§ **Data section**:
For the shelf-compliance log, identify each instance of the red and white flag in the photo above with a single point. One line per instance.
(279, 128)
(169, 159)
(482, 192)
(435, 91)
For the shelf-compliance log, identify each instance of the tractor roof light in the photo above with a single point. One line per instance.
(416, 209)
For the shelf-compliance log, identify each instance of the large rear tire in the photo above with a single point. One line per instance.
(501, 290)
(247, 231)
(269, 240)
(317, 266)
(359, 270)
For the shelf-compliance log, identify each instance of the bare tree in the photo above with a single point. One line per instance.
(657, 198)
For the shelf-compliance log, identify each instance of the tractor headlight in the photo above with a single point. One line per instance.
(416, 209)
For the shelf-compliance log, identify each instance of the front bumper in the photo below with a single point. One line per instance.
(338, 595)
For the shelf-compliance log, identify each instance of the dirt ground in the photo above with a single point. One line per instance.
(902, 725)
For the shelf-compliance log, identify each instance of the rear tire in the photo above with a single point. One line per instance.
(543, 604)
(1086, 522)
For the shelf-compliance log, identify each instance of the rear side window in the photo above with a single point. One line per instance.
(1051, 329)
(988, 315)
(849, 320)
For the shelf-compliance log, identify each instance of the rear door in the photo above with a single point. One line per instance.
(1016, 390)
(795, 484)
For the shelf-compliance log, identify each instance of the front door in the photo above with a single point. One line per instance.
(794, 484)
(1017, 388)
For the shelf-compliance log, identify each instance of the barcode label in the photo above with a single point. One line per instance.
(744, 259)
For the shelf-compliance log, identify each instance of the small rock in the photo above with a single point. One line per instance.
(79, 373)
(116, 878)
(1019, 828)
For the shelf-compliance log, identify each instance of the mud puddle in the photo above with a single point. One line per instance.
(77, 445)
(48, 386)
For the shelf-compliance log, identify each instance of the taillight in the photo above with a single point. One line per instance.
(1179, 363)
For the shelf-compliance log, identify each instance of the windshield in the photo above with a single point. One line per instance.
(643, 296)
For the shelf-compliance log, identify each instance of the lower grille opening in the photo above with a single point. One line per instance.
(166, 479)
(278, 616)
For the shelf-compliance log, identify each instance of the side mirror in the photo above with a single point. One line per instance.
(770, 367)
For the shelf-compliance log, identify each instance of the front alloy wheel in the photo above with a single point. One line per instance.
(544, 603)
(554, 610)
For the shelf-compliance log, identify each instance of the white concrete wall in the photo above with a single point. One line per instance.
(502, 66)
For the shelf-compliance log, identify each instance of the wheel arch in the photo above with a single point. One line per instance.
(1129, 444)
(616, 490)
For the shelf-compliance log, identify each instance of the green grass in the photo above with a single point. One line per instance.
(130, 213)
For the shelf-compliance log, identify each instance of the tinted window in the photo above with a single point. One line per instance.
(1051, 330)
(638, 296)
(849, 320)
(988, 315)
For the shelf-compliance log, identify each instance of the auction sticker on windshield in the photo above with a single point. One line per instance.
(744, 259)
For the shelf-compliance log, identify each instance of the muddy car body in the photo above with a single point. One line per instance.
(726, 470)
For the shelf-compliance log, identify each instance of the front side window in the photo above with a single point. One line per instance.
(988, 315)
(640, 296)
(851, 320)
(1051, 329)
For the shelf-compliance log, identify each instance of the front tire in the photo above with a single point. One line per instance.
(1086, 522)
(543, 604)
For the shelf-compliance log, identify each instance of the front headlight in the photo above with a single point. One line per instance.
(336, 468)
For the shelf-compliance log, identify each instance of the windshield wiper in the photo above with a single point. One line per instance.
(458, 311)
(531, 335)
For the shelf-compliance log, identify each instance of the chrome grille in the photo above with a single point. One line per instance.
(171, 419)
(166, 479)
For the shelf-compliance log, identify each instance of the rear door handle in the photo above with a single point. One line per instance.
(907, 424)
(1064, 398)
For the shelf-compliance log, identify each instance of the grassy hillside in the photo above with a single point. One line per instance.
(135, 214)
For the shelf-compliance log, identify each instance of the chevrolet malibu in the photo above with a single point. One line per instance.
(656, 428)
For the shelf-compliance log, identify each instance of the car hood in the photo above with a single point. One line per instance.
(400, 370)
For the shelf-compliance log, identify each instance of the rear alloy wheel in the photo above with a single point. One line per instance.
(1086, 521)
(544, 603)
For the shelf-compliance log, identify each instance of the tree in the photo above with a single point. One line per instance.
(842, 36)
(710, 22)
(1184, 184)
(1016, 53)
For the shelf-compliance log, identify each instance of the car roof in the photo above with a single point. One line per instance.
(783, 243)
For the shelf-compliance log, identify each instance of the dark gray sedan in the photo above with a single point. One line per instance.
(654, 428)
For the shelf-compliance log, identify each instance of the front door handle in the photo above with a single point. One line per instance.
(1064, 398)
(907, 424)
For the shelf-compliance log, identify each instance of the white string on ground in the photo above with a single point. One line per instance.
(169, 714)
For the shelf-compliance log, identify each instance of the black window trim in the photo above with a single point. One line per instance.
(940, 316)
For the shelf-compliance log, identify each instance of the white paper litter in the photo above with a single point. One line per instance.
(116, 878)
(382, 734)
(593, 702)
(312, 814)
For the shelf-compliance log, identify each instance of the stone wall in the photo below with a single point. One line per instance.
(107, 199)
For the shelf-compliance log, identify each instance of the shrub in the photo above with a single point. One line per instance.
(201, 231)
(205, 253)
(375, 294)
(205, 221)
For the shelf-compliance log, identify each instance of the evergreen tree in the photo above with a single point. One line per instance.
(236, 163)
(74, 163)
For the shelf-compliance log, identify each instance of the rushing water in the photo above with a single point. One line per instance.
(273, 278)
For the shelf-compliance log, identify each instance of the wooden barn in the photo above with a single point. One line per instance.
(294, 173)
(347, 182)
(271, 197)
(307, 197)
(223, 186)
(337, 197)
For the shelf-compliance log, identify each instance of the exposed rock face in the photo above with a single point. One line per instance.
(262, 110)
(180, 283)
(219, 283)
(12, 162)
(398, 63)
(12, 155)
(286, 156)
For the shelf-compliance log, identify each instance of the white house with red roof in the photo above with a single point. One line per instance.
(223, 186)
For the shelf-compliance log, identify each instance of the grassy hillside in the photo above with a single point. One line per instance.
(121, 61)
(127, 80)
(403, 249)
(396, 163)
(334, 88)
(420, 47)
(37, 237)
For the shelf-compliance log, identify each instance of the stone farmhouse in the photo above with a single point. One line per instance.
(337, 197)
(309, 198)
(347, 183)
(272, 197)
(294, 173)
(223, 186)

§ **Work required**: Please retype all of the data above exactly as it appears.

§ **Expected answer**:
For the shelf-compliance log, identify each instance of the red and white flag in the photo above with a single point. One line per instance.
(279, 128)
(169, 159)
(482, 192)
(435, 91)
For the shelf-compliance log, identify each instance of the tractor roof light in the photo above with a single point. One line per instance.
(416, 209)
For the shelf-compliance log, identify each instance of the large rear tire in the photo above with a single point. One line per instance.
(501, 290)
(247, 231)
(269, 240)
(317, 266)
(359, 270)
For the shelf-compliance log, identify each instance of the bare tree in the photo above with a single point. One line per instance.
(657, 198)
For the shelf-compliance log, identify each instance of the tractor headlight in the photo above with a single point. One line per instance.
(416, 209)
For the shelf-compliance log, identify each instance of the front bumper in the photo below with a single point. One line per instance.
(338, 595)
For the shelf-compliance log, identify each instance of the dirt ground in the photo above with a single point. One line per instance.
(902, 725)
For the shelf-compliance log, identify each instance of the rear tire in the photo above with a single point. One line per instance.
(543, 604)
(1086, 522)
For the shelf-compliance log, identify each instance of the rear side window in the photo above with a single point. One line per instance.
(1051, 329)
(988, 315)
(849, 320)
For the shelf-compliance log, identify each instance of the rear door in the photo above with a single point. One line per instance.
(1016, 390)
(795, 484)
For the shelf-compliance log, identify each instance of the front door in the photo above with a single point. One line per instance.
(794, 484)
(1017, 388)
For the shelf-compliance log, identify each instance of the barcode label in the photo above with a single point. One line per instance.
(744, 259)
For the shelf-compliance log, identify each instance of the small rock in the photo above with a single point. One line per instance.
(79, 373)
(116, 878)
(1019, 828)
For the shelf-compliance log, identify each instance of the mud puddle in the photo above with a single point. One line per instance.
(77, 445)
(48, 386)
For the shelf-compliance log, identify each instance of the taillight in the photo above with a single point. One line per instance.
(1179, 363)
For the shelf-compliance log, identify each instance of the windshield in the photo above with a single point. One line per instance.
(643, 296)
For the shelf-compliance log, identify each instance of the lower grille opening in the photo above with a single point. One line per instance.
(166, 479)
(278, 616)
For the shelf-compliance log, identify each instance of the side mirror in the photo above with a single point. One line per instance.
(770, 367)
For the shelf-compliance log, identify each instance of the front alloy wheel in the photo above with a single point. One line per instance.
(544, 603)
(554, 610)
For the shelf-compliance log, identify each instance of the white concrete wall in the photo above with a single point. One line per instance.
(502, 66)
For the shelf-compliance log, identify each instance of the wheel arch in the photo above with a single point. One line per instance.
(1129, 444)
(616, 490)
For the shelf-compliance log, identify each instance of the green grass in the photo above with a single point. One line per instance.
(130, 213)
For the shelf-compliance log, identify each instance of the tinted window in the photo above with a single point. One line per instance.
(1051, 330)
(638, 296)
(849, 320)
(988, 315)
For the shelf-compliance log, identify each instance of the auction sticker on windshield in the photo above with a single point. One line per instance.
(744, 259)
For the shelf-compliance log, identify each instance of the muddy car body in the photo above with a single point. One line per instance.
(726, 470)
For the shelf-compliance log, identify each instance of the front side window in the photo above with a single point. One line per instance.
(988, 315)
(640, 296)
(851, 320)
(1051, 329)
For the shelf-compliance log, identify each instance of the front tire in the photo above with a single point. One line per instance.
(1086, 522)
(543, 604)
For the shelf-compliance log, identify each instance of the front headlight in the photo above with a single point. One line per instance.
(336, 468)
For the shelf-compliance log, identify each instance of the windshield wiper in the photo above with a single point. One line per instance.
(458, 311)
(531, 335)
For the shelf-compliance log, identify each instance of the chrome grille in the photo above with a single point. One line per instance.
(171, 419)
(166, 479)
For the shelf-compliance log, identify each instance of the rear door handle in the photo above with a single point. One line per instance.
(907, 424)
(1064, 398)
For the shelf-compliance log, identify each instance of the grassy hillside in the photo above with a single point. One line per instance.
(135, 214)
For the shelf-compliance log, identify each instance of the chevrolet malibu in the photo above with a single point. One line per instance.
(656, 428)
For the shelf-compliance log, identify each instance of the car hood in the photo above with a single point. One line per instance.
(400, 370)
For the shelf-compliance log, identify each instance of the rear alloy wheel in the photo above with a single point. One line per instance.
(1086, 521)
(544, 603)
For the shelf-compliance log, identify each instance of the tree in the photo above with a single point. One line per instance.
(842, 36)
(710, 22)
(1184, 184)
(1016, 53)
For the shelf-compliance log, identify each instance of the car roof in the photo above with a single point. One line per instance.
(783, 243)
For the shelf-compliance log, identify each instance of the dark gray sedan in the photo above with a single point. One line per instance.
(654, 428)
For the shelf-compliance log, identify each instance of the front door handle in the photo above with a single point. One line per instance.
(1064, 398)
(907, 424)
For the shelf-compliance log, identify each instance of the white string on ground in the photo above with a single point. One line per instance.
(169, 714)
For the shelf-compliance log, identify each instance of the black window trim in the photo above with a single point. One line per instance.
(940, 316)
For the shelf-compliance log, identify each instance of the white paper litter in the photo above with a single point. One line per instance.
(116, 878)
(382, 734)
(593, 702)
(312, 814)
For the shelf-compliance log, identify each instance of the stone wall in the photo below with a single point. One line per instance.
(107, 199)
For the shelf-compliance log, identify each instance of the shrub in the photo above with a single point. One line per instance.
(201, 231)
(205, 253)
(375, 294)
(205, 221)
For the shelf-compliance log, identify each instance of the evergreen tree in the photo above with a single point. One line per instance.
(236, 163)
(74, 163)
For the shelf-compliance log, identify each instance of the rushing water in the photo above with a single point. One line per instance.
(273, 278)
For the shelf-compliance log, identify each instance of the wooden barn in the photo above with a single point. One line per instance.
(294, 173)
(347, 182)
(271, 197)
(307, 197)
(223, 186)
(337, 197)
For the shelf-compliance log, identify each instance of the exposed rock face in the photo above with a single point. One line per instance.
(262, 110)
(180, 283)
(219, 283)
(12, 162)
(398, 63)
(12, 155)
(286, 156)
For the shelf-compliance log, identify each instance of the white house with red roof in the photo above with a single point. One line per instance.
(223, 186)
For the shelf-compliance log, identify each instance of the grassy hillside in the photo above with a single point. One line per instance.
(121, 61)
(127, 80)
(403, 249)
(396, 163)
(334, 88)
(420, 47)
(37, 237)
For the shelf-compliance log, identify each instance of the stone farmhouse in the photo above with a single point. One line per instance.
(337, 197)
(309, 198)
(347, 183)
(272, 197)
(294, 173)
(223, 186)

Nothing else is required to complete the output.